Image-grounded pointing data

------------------------------

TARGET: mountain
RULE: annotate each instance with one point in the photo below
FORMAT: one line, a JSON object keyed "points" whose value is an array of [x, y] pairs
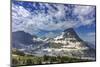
{"points": [[70, 33], [66, 44]]}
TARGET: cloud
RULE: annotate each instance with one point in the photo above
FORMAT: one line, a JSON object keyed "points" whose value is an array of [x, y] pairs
{"points": [[54, 19], [86, 14]]}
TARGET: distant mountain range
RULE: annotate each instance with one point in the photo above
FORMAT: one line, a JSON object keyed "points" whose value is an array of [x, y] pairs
{"points": [[67, 44]]}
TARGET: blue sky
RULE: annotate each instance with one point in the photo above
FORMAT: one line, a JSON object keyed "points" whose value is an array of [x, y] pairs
{"points": [[50, 19]]}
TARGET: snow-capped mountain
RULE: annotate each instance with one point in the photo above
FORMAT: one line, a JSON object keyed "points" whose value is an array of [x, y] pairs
{"points": [[66, 44]]}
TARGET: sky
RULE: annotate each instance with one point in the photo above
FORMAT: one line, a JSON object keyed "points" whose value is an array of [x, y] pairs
{"points": [[50, 19]]}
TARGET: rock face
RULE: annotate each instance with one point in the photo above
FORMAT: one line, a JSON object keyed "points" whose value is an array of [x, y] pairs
{"points": [[67, 44]]}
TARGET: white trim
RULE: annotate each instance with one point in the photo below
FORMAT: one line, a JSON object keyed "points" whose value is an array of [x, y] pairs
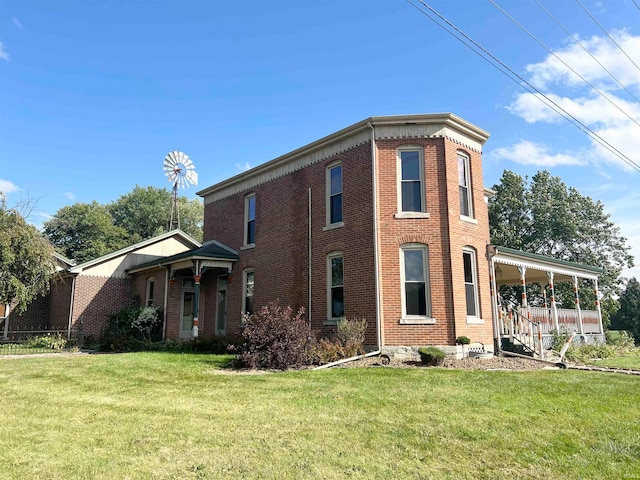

------------------------------

* WHAT THE TASK ASKS
Without including the pictures, reproduce all entries exactly.

* ANSWER SECTION
TARGET: mountain
RULE: annotate each instance with one point in the photo below
FORMAT: one line, a JSON object keyed "points" whose value is an array of [x, y] pairs
{"points": [[70, 33], [66, 44]]}
TARGET: cloud
RULE: annotate each instance with one point in the photo above
FORMAT: one line, a JSON object keyed "points" whose value is an array of [x, y] pairs
{"points": [[54, 19], [86, 14]]}
TARGET: distant mountain range
RULE: annotate each instance with one point in the photo above
FORMAT: one line, a JSON object keyed "points" whose value is an array of [x, y] pairs
{"points": [[67, 44]]}
TARGET: blue sky
RULE: annotate each instance with one point in the photo above
FORMAT: one line, a JSON object keyed "points" whose value is an array of [x, y] pairs
{"points": [[50, 19]]}
TARGET: snow-capped mountain
RULE: annotate each instance with one point in the photo above
FORMAT: one line, a JSON object keyed "points" whose value is an array of [x, y] pairs
{"points": [[66, 44]]}
TARGET: sky
RULE: annotate each instance with one point in the photo above
FORMAT: one line, a JSON object keyed "points" whose value is an array of [x, y] pairs
{"points": [[50, 19]]}
TARGET: rock face
RULE: annotate each instance with one point in the photo above
FORMAT: one line, a JSON object keyed "points" whose value is an array of [x, y] pairs
{"points": [[67, 44]]}
TARGET: white trim
RULE: annotate each instance with one point in the photo below
FORMAT: one line, a JSON object keyed "points" whose value is an array of [x, y] pairs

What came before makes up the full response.